◆ Records provided
::::::::::

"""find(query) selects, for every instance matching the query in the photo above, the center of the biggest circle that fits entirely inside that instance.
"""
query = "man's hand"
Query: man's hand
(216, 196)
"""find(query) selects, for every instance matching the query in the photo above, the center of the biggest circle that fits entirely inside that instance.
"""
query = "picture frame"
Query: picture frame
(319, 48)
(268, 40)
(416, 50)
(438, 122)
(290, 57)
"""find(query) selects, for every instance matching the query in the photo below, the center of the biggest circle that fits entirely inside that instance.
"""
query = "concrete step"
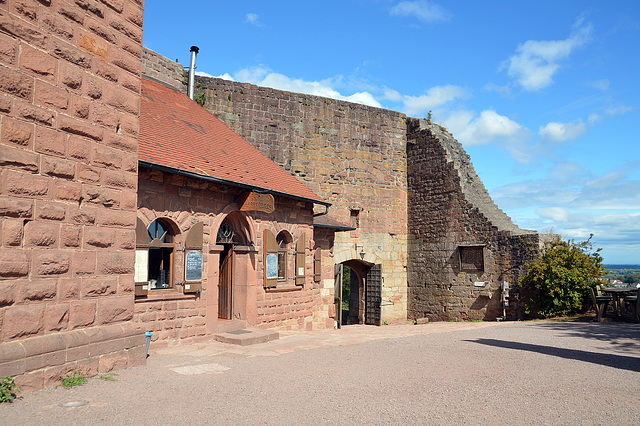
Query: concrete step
(247, 336)
(231, 325)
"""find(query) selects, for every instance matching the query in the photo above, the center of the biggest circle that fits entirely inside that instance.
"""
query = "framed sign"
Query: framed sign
(142, 266)
(272, 265)
(253, 201)
(193, 266)
(472, 258)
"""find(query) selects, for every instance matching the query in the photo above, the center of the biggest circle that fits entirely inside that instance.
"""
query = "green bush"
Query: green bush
(8, 390)
(72, 380)
(560, 279)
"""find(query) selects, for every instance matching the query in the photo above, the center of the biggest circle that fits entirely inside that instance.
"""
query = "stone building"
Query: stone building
(225, 237)
(69, 119)
(112, 225)
(429, 238)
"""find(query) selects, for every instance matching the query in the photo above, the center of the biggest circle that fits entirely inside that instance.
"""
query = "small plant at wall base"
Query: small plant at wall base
(72, 380)
(199, 98)
(8, 390)
(559, 281)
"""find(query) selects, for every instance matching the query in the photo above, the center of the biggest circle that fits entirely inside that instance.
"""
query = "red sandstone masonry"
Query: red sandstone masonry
(66, 255)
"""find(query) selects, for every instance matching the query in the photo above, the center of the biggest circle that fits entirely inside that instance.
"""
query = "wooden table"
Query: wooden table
(618, 293)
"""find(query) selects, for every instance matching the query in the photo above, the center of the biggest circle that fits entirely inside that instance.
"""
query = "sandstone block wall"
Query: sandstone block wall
(417, 193)
(69, 117)
(354, 156)
(448, 209)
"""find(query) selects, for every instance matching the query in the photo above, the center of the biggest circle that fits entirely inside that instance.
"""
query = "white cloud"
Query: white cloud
(619, 110)
(224, 76)
(491, 127)
(481, 130)
(536, 62)
(557, 214)
(560, 132)
(435, 97)
(502, 90)
(252, 18)
(423, 10)
(600, 84)
(607, 206)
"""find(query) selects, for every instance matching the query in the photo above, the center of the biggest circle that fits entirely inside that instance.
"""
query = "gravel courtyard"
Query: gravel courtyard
(540, 372)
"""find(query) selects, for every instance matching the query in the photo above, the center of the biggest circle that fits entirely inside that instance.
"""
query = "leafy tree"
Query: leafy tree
(631, 278)
(559, 280)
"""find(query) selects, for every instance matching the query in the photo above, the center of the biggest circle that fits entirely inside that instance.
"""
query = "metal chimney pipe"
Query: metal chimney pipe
(192, 70)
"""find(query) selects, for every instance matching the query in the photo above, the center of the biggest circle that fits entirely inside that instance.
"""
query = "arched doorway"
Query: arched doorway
(231, 235)
(358, 293)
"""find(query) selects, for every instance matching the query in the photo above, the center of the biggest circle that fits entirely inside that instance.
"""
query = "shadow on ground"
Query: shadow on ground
(621, 362)
(624, 337)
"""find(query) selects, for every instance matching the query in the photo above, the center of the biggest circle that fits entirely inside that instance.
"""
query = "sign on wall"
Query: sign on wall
(253, 201)
(142, 266)
(272, 265)
(193, 266)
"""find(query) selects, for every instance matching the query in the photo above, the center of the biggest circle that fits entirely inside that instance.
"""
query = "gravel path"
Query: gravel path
(442, 373)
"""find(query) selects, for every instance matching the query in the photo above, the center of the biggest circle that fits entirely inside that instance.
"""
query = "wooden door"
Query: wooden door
(339, 269)
(225, 285)
(373, 298)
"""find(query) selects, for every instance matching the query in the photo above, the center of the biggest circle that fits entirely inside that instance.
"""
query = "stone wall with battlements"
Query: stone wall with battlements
(352, 155)
(69, 118)
(450, 211)
(416, 199)
(163, 69)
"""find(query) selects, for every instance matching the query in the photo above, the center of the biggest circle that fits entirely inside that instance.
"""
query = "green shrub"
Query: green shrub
(72, 380)
(200, 98)
(8, 390)
(560, 279)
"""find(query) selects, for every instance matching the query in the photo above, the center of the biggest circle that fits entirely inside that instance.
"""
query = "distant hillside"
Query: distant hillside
(625, 273)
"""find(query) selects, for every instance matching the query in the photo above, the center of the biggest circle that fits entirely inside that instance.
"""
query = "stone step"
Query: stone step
(247, 336)
(231, 325)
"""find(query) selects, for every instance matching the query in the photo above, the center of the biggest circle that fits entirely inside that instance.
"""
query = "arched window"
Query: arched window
(283, 245)
(160, 255)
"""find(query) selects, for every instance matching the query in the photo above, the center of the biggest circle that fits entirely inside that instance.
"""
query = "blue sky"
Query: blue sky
(544, 95)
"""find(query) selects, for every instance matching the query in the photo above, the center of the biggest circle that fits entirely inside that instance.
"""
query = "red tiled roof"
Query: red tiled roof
(178, 133)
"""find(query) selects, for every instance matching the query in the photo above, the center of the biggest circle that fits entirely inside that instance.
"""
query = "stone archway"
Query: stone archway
(360, 303)
(233, 273)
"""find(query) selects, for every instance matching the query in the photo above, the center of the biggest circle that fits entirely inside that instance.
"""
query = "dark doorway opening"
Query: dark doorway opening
(225, 283)
(350, 297)
(358, 293)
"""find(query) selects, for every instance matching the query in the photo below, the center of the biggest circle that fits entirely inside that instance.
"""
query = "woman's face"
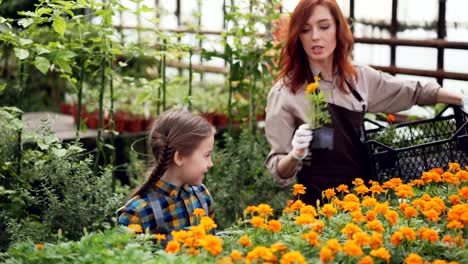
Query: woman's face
(318, 36)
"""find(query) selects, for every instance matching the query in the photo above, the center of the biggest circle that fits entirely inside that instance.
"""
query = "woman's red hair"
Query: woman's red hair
(294, 65)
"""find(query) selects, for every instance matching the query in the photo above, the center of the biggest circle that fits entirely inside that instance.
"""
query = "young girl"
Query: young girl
(182, 144)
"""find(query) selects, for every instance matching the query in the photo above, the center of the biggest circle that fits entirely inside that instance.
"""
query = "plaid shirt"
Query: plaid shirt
(177, 204)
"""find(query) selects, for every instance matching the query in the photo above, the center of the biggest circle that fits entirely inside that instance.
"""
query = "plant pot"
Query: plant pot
(323, 139)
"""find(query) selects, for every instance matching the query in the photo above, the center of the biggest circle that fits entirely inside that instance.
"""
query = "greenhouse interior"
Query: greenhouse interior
(233, 131)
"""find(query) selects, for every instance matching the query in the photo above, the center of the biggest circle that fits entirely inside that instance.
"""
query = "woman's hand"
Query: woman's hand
(300, 142)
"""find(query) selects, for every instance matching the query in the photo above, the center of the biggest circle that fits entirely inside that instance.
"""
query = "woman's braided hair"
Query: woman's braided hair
(175, 130)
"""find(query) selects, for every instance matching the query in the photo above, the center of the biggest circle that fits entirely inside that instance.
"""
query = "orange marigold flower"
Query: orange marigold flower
(159, 237)
(350, 248)
(328, 210)
(309, 209)
(213, 244)
(236, 255)
(413, 258)
(381, 253)
(173, 247)
(350, 229)
(244, 241)
(298, 189)
(274, 225)
(329, 193)
(199, 212)
(376, 240)
(454, 167)
(293, 257)
(366, 260)
(264, 210)
(135, 228)
(343, 188)
(312, 238)
(257, 221)
(375, 225)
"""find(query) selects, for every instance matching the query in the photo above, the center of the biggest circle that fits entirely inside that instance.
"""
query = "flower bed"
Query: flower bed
(422, 221)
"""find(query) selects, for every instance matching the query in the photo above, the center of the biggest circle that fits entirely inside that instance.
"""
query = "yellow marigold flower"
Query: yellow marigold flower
(225, 260)
(257, 221)
(428, 234)
(293, 257)
(392, 217)
(313, 86)
(371, 215)
(159, 237)
(278, 247)
(375, 225)
(265, 210)
(369, 201)
(350, 248)
(454, 167)
(135, 228)
(361, 189)
(357, 216)
(208, 223)
(199, 212)
(244, 241)
(454, 199)
(408, 232)
(274, 225)
(173, 247)
(309, 209)
(366, 260)
(361, 238)
(304, 219)
(329, 193)
(312, 238)
(381, 253)
(326, 255)
(213, 244)
(251, 209)
(298, 189)
(318, 226)
(358, 181)
(236, 255)
(328, 210)
(462, 175)
(413, 258)
(350, 229)
(463, 192)
(343, 188)
(431, 215)
(376, 240)
(396, 238)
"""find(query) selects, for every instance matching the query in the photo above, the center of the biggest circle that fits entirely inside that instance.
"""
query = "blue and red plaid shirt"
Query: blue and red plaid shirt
(177, 205)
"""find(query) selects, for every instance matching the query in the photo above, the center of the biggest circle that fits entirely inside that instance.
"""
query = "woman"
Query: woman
(319, 44)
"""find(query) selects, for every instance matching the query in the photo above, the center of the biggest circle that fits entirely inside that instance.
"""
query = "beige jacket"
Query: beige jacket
(381, 92)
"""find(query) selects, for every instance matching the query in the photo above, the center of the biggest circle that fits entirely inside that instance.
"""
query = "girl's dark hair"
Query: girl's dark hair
(175, 130)
(294, 65)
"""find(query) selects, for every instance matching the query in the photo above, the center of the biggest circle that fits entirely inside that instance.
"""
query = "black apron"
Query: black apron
(347, 160)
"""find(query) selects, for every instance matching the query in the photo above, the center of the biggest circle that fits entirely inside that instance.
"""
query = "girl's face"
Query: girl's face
(318, 36)
(197, 164)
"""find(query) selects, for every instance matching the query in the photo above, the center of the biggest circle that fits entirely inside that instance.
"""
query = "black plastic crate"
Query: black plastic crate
(418, 146)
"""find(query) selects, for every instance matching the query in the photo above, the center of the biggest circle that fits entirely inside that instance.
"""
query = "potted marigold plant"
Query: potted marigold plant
(319, 117)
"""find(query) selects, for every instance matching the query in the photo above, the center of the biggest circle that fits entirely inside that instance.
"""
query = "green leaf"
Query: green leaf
(59, 25)
(21, 53)
(42, 64)
(25, 22)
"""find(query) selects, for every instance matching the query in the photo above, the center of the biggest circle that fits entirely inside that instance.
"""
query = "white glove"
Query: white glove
(300, 142)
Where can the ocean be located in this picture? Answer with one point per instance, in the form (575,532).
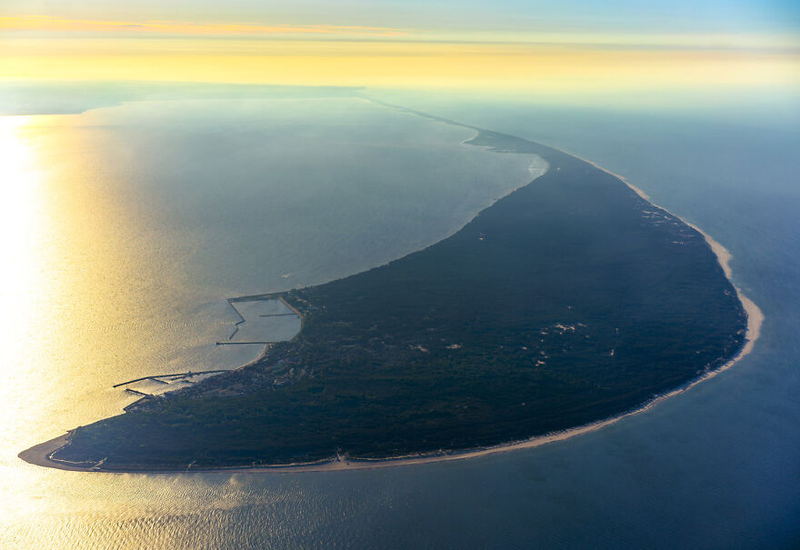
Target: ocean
(127,227)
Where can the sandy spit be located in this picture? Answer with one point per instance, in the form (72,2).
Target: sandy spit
(41,454)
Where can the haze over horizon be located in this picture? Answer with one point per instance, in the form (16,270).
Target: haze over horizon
(545,49)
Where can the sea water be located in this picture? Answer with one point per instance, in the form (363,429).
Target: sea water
(160,185)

::::::::::

If a line in the material contains "form", show it.

◆ Answer to the problem
Where can the ocean be located in this picture? Answer with one point per instance, in the form (575,532).
Where can the sandy spit be located in this picture? Answer with one point per instance, in the form (72,2).
Where can the haze over horizon be located in this picture? Answer with one point per instance, in the form (16,270).
Where can the sea water be located in this picture? Answer with one point per instance, in the form (363,429).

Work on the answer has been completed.